▶ [OBJECTIVE]:
In the post on the presuppositions of existentialism, what does the writer give as an example where an individual's interests should sometimes be subjugated to those of the collective?

== SUPPLIED PASSAGE ==

Wednesday, September 9, 2009

Presuppositions of Existentialism?

Perhaps I am not familiar enough with the school, but it seems to me that there may be an underlying presupposition to existentialist thought that I would like to examine. Why is the individual more important than the collective? Why is it important that we are free? Are we so sure that meaning must be created and not found? It seems that some people may, in their eagerness to rid themselves of Hegel and his System, swung to the opposite extreme and not considered the reasons for the assumptions that they make. Then again, perhaps I am simply missing an obvious point, or I have yet to come across it. I would appreciate any clarification.

I do, as a matter of fact, think that the individual is more important than the government, or the state, or most collective groups, because it is my belief that the individual will exist forever, and to the life of a single soul the history of states is a passing dream, but I would not be so quick to discount all collective interests. For me, the Christian church would be an instance in which sometimes (and perhaps many times) the interests or desires of an individual should be subjugated to that of the collective. Personal autonomy may be a good thing, but it is not the only thing, and our freedom is not for me our highest good.

But again, I have an extremely limited knowledge of existentialist thought, and would appreciate correction.

4 comments:

  1. I don't know enough about existentialist thought to comment on it as a whole, but I agree certainly Kierkegaard reads that way.

    I also question the apparent superiority of the individual over the collective. At the very least, I'm skeptical of the absolute, as Kierkegaard presents it, trumping the ethical or universal.

===
== RECORD EXTRACTS ==

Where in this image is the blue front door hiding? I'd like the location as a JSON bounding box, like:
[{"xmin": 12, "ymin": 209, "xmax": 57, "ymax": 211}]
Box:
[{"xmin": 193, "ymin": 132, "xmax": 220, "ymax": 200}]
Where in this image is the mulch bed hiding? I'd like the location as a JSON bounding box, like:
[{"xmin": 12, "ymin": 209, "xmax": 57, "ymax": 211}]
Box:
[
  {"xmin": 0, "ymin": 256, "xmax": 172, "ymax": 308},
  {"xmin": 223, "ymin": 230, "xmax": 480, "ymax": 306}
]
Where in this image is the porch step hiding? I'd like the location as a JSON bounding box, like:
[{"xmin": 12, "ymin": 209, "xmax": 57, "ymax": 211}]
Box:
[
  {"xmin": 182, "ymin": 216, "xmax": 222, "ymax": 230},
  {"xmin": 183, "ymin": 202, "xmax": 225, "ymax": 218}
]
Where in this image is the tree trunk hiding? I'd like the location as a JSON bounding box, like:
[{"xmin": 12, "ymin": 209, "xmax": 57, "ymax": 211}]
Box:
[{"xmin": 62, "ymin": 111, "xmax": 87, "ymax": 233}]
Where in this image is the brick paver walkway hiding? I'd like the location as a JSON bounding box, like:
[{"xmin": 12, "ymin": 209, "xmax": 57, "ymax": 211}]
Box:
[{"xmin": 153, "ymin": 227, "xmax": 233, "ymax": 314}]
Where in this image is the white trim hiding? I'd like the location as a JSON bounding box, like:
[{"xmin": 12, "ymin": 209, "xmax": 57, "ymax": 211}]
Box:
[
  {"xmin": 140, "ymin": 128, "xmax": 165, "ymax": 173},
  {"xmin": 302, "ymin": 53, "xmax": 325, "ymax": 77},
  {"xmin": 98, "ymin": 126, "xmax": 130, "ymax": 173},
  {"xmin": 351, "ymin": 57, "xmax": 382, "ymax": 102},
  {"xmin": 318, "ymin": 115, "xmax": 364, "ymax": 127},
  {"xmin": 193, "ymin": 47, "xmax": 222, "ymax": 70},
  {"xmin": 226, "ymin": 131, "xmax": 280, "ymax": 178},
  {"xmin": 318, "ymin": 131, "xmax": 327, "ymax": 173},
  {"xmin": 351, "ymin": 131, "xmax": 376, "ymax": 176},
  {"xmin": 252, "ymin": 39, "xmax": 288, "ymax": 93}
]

===

▶ [EXERCISE OUTPUT]:
The Christian church.